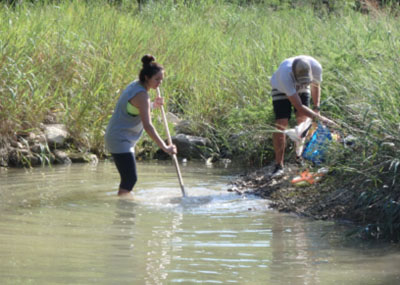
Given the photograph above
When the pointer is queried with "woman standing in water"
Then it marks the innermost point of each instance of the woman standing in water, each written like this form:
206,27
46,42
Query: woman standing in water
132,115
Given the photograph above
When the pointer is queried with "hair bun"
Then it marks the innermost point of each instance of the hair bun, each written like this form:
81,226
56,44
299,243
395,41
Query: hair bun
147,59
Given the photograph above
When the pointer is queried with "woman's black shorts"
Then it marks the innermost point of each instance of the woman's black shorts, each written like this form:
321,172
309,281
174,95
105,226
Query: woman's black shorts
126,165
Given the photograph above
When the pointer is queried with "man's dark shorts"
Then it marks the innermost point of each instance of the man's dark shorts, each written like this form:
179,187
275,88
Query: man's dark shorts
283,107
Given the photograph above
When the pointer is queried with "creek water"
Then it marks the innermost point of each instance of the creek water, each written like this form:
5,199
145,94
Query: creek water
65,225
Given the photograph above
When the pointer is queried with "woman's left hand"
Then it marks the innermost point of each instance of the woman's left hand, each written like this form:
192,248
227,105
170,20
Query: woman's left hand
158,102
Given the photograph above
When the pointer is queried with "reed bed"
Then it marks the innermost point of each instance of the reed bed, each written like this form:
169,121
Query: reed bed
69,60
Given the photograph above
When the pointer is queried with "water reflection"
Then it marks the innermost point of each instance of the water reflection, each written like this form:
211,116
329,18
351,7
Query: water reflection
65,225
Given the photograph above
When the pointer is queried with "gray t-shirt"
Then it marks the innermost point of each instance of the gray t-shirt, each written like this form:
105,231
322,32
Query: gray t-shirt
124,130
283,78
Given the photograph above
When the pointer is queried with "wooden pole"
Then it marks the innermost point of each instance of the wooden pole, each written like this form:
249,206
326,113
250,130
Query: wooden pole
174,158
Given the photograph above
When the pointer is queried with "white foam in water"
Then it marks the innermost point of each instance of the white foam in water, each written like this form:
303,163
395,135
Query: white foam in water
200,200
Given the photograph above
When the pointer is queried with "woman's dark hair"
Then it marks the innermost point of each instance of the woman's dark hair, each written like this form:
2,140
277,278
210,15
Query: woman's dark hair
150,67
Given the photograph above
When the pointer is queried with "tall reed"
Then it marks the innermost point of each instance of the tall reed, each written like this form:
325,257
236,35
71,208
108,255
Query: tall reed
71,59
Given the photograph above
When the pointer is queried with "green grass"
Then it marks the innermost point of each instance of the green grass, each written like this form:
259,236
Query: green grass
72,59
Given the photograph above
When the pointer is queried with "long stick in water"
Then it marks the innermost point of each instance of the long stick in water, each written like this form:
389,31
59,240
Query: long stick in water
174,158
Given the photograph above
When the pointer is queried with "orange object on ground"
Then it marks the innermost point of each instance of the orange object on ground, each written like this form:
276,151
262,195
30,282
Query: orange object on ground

* [Your objective] Pull every line containing the word "orange" out of the material and copy it.

* [Solution]
When the pointer is queried with "orange object on ground"
Then it marks the innermost point of each instance of the orange object on ground, each written like this form:
Query: orange object on ground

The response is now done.